**Exercise directions**
Pick out each line in the material below that contains the word "basil", and copy those lines.

[Excerpts of location labeling data]
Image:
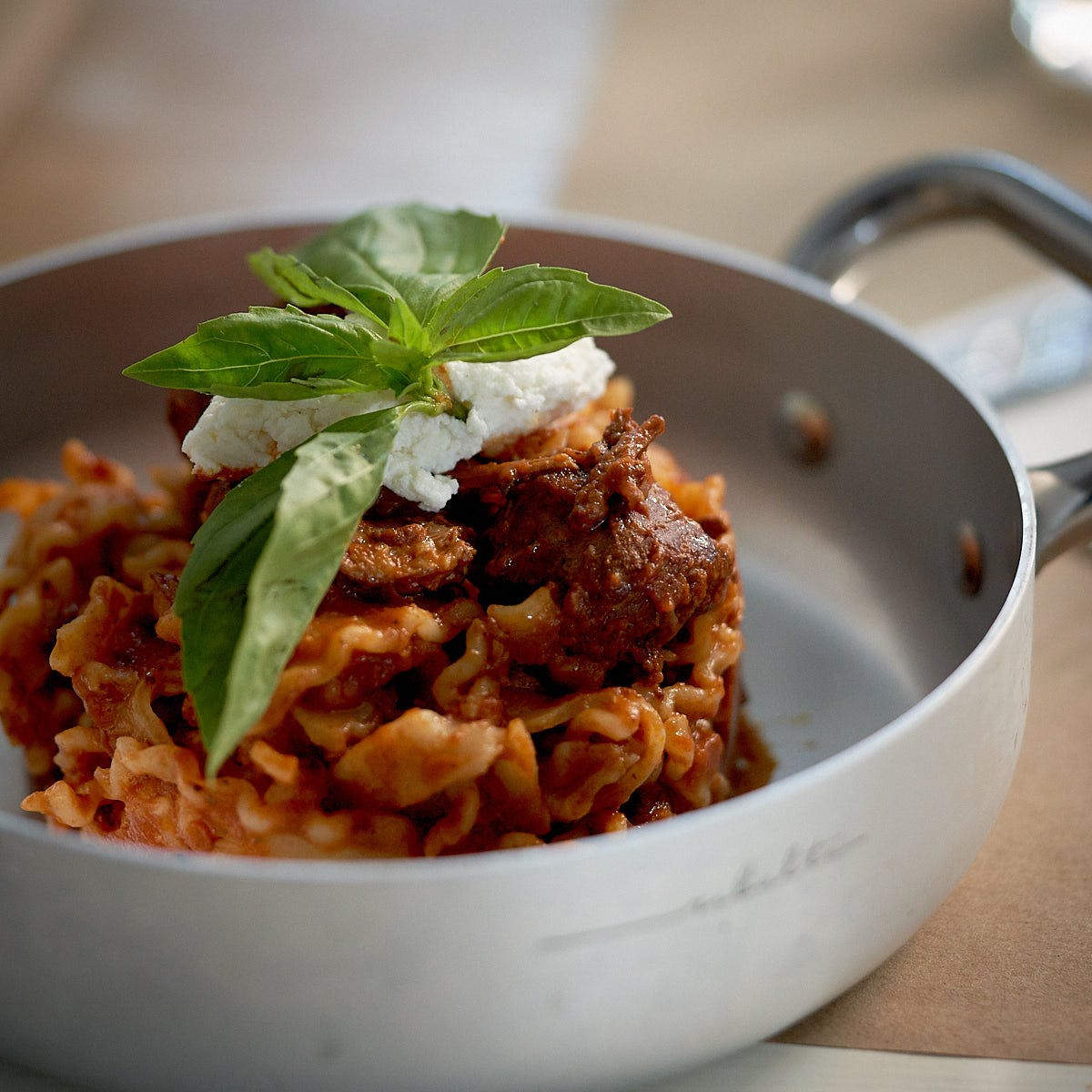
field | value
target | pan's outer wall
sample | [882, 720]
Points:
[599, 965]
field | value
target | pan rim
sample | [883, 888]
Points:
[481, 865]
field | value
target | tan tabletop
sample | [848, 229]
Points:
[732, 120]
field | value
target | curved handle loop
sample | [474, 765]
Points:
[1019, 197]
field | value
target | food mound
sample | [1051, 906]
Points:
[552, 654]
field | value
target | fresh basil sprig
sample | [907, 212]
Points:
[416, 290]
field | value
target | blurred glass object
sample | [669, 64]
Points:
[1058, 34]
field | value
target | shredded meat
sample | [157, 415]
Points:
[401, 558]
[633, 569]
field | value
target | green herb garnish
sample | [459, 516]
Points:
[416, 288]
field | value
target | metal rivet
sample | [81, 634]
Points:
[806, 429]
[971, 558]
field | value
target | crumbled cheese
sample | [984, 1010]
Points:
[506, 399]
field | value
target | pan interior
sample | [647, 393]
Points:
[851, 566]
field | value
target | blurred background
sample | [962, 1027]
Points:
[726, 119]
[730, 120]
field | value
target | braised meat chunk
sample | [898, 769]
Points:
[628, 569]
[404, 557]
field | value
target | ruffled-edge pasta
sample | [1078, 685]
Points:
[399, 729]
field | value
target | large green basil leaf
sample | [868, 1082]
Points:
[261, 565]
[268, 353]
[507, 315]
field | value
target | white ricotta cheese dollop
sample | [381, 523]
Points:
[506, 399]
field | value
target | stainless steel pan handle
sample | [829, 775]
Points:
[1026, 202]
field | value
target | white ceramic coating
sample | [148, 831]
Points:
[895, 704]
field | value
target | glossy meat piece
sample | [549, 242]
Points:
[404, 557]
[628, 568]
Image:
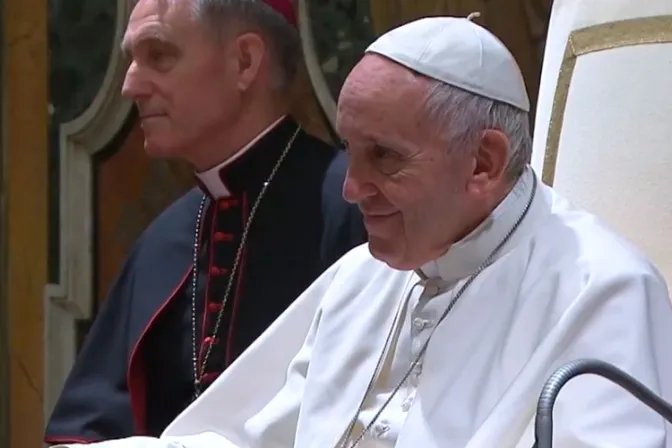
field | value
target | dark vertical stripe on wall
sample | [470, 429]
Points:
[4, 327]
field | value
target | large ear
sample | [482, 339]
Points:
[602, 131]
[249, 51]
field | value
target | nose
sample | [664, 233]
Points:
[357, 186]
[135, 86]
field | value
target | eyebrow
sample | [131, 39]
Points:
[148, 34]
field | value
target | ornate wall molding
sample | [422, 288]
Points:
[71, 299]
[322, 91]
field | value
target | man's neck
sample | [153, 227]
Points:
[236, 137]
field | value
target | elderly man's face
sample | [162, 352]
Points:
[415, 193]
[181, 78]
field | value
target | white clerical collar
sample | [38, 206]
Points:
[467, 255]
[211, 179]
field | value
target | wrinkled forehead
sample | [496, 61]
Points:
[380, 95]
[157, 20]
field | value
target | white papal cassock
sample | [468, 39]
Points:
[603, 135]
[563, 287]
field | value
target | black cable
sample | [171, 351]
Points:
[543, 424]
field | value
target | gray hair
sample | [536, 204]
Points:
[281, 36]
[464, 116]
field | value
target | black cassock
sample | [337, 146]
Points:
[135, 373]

==

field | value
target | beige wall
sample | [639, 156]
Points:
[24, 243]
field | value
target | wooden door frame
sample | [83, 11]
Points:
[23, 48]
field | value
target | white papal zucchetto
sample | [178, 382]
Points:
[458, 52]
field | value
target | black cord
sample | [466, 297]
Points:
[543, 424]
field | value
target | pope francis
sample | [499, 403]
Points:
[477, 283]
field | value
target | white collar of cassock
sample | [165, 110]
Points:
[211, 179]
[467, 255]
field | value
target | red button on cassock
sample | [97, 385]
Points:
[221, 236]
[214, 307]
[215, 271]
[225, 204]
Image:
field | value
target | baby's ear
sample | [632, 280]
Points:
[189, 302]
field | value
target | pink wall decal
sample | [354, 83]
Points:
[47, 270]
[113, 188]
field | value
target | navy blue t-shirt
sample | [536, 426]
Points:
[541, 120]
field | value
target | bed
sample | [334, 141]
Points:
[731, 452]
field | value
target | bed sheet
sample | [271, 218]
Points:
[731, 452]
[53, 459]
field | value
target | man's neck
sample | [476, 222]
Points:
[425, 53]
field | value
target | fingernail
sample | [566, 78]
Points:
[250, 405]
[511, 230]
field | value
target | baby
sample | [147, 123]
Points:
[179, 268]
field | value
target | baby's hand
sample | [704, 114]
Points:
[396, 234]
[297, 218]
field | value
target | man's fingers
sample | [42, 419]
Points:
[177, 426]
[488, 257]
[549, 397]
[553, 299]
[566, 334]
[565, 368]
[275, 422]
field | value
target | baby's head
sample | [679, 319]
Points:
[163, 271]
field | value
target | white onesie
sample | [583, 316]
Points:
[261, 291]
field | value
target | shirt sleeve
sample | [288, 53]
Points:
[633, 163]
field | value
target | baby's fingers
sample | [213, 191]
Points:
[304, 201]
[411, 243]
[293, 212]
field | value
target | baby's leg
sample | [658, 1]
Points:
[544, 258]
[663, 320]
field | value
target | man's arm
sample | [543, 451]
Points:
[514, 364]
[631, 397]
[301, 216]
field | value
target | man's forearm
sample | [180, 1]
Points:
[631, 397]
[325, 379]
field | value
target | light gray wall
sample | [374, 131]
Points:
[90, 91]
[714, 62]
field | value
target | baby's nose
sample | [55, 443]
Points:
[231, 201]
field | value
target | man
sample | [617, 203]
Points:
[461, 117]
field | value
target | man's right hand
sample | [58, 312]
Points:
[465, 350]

* * *

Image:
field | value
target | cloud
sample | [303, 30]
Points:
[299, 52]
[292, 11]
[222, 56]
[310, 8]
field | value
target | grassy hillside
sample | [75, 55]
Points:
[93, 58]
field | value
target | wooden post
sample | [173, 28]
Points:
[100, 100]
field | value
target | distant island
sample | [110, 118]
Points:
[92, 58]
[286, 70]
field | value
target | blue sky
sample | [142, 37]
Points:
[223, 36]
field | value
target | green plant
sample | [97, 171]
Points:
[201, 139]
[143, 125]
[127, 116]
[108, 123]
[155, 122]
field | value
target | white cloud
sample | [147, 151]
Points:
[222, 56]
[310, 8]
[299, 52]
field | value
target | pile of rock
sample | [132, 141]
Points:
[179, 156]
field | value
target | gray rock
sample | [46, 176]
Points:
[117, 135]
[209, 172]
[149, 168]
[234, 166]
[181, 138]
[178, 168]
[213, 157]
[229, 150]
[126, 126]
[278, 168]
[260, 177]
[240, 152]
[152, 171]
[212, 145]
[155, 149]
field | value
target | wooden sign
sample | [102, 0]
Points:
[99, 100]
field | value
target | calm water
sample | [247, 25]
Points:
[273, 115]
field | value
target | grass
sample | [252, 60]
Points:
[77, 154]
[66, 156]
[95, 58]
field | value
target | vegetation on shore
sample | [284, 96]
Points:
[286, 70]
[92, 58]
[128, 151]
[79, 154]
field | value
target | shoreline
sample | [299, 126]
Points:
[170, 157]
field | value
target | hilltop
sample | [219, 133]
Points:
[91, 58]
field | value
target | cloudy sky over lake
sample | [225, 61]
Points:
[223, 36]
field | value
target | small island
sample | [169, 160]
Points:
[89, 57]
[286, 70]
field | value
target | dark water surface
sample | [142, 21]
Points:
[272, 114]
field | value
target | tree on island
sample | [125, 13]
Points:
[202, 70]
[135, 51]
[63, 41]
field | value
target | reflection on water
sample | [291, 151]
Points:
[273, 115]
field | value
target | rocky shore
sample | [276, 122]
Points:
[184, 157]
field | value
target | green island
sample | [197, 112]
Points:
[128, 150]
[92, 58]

**Finished task**
target | fresh basil sprig
target | large green basil leaf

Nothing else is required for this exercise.